Exercise objective
Tally how many lines of the items below contain the word "feather", treating uppercase and lowercase as different. Reply with the number only.

Recorded information
-- Start --

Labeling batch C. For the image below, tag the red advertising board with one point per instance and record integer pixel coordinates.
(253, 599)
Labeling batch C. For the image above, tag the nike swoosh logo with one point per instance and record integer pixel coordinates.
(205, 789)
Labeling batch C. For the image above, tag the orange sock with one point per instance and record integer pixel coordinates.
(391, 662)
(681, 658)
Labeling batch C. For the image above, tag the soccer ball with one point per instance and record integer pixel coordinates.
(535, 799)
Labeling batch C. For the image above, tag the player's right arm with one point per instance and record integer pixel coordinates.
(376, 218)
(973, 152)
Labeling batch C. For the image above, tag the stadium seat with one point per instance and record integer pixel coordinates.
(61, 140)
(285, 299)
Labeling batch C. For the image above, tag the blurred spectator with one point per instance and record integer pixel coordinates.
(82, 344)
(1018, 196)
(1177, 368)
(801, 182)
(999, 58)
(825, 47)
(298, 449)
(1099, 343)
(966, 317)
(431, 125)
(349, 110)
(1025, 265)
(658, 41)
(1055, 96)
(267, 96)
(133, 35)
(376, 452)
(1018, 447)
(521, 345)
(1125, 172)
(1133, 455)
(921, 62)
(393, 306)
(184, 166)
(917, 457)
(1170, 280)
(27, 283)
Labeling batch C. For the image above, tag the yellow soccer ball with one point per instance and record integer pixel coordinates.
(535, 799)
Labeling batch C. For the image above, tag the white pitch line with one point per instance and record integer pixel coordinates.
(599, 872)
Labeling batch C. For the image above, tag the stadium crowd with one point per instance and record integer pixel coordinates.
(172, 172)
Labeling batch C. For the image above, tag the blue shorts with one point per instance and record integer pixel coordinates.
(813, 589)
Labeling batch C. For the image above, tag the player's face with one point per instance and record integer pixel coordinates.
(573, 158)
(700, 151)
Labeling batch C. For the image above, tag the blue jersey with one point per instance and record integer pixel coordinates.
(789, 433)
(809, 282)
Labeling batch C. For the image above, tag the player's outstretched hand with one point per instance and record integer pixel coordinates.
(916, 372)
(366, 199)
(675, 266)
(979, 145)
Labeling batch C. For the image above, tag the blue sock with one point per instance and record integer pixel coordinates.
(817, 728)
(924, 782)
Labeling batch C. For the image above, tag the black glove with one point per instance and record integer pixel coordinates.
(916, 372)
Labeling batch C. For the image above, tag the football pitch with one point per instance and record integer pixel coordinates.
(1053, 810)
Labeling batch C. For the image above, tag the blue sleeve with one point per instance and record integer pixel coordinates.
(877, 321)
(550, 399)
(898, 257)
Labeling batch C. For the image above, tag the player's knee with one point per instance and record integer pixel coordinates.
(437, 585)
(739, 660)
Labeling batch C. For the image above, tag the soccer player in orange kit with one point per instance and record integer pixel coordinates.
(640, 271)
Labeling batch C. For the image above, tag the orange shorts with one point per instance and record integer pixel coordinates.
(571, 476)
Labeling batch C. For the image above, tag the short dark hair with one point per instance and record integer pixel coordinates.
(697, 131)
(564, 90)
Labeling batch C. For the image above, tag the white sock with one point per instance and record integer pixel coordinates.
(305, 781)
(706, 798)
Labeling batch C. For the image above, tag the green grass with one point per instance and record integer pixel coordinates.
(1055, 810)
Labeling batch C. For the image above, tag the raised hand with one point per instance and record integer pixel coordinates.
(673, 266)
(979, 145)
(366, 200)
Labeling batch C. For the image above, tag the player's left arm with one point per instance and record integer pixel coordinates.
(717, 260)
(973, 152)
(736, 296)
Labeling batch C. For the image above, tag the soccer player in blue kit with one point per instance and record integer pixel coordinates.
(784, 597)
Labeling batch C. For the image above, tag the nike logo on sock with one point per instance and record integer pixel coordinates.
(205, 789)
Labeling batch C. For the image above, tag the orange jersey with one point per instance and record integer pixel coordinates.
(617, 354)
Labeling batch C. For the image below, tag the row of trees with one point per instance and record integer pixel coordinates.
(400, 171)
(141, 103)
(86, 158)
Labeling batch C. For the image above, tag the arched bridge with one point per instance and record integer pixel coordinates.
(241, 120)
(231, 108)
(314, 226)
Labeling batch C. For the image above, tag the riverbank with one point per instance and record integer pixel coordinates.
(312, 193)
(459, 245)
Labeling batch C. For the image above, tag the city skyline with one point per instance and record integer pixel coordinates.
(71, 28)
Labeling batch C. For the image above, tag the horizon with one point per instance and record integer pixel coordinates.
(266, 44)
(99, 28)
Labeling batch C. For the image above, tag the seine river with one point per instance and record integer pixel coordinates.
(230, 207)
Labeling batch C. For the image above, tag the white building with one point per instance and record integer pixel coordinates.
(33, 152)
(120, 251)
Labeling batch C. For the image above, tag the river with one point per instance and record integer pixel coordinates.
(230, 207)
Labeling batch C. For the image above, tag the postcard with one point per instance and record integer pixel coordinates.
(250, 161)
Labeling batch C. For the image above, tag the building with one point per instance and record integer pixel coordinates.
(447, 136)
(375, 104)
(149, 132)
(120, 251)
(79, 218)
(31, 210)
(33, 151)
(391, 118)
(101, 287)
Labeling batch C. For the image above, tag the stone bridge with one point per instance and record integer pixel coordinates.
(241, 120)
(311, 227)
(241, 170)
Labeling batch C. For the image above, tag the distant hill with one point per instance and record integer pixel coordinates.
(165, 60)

-- End --
-- Start --

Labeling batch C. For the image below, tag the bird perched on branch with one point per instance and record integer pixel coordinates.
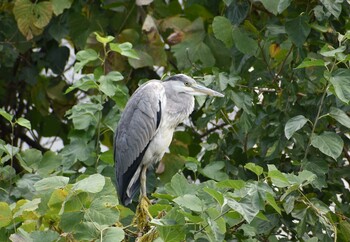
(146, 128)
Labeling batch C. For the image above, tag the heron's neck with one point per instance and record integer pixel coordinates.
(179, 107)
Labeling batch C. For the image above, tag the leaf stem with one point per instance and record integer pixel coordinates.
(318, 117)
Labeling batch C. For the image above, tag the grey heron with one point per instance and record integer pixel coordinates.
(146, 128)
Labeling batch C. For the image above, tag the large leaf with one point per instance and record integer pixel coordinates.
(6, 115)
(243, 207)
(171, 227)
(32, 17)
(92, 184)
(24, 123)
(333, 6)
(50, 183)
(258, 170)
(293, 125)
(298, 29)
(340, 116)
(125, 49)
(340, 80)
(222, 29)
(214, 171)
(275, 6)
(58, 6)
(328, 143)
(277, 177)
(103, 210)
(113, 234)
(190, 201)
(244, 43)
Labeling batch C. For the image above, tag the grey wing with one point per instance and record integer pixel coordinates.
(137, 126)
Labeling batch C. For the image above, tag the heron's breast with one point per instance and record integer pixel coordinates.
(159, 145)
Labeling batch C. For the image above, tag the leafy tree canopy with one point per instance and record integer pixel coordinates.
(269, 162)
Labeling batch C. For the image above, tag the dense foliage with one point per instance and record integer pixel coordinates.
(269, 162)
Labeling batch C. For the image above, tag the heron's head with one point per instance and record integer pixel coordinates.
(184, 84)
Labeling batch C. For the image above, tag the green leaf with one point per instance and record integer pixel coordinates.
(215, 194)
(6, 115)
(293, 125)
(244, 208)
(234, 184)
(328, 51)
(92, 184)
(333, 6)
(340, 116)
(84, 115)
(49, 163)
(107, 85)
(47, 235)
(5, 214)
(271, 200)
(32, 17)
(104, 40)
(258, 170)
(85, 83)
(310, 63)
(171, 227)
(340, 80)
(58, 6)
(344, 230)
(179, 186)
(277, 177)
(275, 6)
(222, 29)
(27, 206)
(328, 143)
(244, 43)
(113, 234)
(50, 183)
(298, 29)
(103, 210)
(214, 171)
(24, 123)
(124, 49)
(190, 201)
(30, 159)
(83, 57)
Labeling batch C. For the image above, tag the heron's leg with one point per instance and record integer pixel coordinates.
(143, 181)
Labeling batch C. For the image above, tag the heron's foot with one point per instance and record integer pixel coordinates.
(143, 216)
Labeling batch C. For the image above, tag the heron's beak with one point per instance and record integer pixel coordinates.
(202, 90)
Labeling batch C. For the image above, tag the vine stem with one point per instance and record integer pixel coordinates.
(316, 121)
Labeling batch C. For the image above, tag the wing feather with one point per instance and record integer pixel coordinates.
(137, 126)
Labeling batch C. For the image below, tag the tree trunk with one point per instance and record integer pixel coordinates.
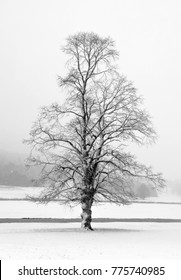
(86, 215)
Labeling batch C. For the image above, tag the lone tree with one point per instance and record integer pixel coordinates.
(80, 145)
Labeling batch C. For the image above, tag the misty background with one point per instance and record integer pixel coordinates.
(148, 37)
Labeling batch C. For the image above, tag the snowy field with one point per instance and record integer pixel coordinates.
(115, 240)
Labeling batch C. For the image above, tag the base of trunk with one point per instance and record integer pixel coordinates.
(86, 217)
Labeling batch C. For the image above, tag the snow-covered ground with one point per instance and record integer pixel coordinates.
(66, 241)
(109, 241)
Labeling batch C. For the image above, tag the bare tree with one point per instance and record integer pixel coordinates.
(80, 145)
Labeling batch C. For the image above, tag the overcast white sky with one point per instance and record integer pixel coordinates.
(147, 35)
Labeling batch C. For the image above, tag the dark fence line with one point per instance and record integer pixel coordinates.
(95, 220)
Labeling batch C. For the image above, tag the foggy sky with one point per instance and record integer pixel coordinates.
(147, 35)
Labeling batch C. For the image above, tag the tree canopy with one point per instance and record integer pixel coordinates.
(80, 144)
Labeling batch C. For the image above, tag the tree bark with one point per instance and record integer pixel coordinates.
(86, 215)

-- End --
-- Start --

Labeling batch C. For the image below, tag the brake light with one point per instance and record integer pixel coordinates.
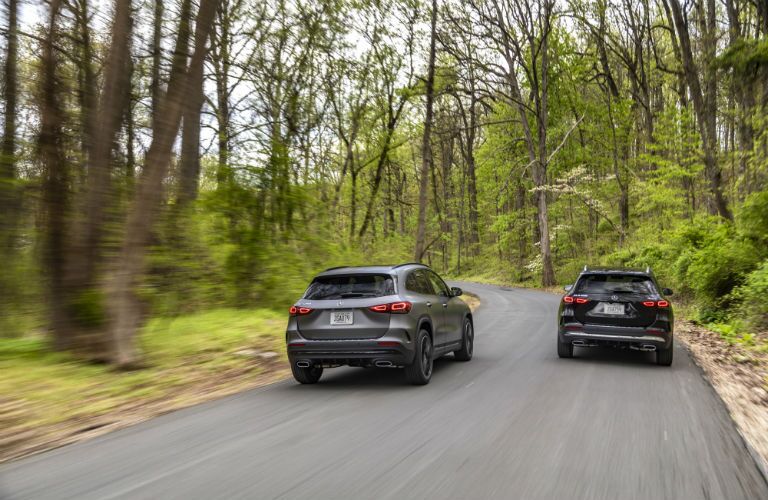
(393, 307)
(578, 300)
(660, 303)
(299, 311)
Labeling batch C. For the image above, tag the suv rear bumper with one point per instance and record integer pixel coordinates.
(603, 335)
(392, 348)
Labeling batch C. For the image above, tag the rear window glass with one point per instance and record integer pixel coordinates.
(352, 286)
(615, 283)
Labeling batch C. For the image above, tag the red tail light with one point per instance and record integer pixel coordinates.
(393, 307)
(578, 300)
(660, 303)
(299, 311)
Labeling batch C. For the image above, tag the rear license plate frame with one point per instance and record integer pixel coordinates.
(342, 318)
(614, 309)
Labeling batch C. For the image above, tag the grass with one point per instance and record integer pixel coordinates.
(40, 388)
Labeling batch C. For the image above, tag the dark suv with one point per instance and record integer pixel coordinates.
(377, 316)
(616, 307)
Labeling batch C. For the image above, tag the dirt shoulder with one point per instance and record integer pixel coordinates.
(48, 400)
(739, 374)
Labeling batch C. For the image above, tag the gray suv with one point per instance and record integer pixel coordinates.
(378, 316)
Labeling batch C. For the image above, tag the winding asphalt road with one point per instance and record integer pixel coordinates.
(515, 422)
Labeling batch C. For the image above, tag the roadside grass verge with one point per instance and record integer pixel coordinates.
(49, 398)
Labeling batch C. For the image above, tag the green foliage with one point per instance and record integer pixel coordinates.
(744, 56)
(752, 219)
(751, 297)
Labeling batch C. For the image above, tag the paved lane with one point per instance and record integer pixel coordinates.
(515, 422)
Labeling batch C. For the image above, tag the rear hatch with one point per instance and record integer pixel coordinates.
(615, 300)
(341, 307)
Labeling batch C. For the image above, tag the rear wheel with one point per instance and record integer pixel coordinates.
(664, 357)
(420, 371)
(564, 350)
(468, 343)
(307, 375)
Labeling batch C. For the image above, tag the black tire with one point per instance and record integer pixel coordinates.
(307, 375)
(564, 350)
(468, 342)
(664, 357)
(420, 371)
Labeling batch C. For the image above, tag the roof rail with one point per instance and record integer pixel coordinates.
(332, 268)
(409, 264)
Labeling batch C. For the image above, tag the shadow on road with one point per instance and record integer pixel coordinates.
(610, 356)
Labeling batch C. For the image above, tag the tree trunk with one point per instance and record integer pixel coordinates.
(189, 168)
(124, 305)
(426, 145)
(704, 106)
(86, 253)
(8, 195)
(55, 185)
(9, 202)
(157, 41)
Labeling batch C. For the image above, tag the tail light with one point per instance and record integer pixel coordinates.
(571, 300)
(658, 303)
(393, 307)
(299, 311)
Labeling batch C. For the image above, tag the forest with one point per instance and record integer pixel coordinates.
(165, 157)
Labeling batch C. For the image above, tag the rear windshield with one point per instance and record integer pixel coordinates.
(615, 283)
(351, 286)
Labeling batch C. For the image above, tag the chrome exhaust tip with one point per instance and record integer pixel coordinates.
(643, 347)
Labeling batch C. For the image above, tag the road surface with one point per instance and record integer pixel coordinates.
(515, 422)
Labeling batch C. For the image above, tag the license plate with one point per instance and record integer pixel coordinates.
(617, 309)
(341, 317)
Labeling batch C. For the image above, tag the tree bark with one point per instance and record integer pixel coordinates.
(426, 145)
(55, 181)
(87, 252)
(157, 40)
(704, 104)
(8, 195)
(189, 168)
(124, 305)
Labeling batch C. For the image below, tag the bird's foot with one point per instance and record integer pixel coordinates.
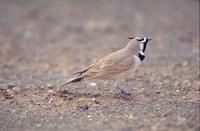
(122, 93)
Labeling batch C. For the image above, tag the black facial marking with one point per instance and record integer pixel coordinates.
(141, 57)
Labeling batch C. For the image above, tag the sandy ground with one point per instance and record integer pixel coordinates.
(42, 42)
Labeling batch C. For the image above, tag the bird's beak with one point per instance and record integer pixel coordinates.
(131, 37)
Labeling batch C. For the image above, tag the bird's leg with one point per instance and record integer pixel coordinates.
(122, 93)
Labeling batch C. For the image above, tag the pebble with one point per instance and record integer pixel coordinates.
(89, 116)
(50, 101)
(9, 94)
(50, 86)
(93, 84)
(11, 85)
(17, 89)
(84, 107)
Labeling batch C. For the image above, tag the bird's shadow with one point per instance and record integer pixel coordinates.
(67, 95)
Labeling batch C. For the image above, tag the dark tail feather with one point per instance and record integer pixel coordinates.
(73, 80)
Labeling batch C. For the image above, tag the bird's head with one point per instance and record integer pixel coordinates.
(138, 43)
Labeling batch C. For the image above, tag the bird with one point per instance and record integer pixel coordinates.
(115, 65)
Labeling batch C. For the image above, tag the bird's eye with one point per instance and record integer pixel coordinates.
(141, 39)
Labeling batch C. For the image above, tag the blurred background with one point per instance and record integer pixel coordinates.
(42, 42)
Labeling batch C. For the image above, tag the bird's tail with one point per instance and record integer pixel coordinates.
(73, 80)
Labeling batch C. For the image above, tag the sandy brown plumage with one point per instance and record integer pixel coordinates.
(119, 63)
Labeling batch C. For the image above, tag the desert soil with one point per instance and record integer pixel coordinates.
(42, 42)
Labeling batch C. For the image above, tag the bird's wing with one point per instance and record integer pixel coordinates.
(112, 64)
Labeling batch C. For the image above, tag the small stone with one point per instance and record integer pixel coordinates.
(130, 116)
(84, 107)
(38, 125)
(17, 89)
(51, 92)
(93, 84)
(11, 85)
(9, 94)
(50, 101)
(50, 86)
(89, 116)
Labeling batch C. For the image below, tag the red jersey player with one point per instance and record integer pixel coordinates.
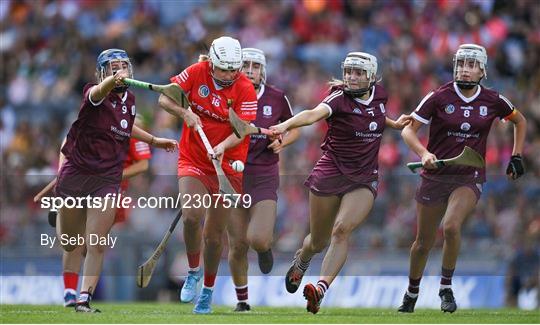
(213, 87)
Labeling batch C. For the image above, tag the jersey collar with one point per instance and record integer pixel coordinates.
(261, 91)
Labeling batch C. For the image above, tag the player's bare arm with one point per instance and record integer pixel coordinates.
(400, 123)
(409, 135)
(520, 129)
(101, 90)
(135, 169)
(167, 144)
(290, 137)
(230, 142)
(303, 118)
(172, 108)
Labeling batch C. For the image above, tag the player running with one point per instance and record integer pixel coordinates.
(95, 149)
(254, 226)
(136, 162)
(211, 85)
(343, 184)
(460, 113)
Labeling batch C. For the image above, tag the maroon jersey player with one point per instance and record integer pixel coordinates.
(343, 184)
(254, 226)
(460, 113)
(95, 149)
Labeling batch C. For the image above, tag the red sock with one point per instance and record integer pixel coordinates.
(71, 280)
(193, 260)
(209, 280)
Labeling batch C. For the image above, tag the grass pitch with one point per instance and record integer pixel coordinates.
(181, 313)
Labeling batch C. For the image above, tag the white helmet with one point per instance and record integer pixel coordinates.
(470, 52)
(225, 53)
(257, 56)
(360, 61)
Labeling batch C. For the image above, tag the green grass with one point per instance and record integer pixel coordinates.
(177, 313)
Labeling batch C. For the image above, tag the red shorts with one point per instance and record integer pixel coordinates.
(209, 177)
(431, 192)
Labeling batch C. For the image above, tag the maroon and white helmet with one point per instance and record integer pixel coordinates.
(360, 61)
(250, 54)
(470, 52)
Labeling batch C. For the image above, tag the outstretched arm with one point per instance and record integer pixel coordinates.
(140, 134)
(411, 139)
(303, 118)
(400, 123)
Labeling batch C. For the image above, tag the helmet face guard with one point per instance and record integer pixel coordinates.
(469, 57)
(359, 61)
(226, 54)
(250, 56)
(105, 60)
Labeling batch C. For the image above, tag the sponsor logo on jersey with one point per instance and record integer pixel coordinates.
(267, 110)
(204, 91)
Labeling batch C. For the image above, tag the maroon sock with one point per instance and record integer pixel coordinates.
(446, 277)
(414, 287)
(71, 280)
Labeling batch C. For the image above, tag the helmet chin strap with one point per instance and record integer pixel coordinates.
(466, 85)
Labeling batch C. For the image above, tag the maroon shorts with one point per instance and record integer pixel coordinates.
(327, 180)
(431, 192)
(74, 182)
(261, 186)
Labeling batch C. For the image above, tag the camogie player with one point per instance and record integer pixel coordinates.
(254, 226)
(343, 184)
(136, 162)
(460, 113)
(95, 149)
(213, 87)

-- End --

The answer
2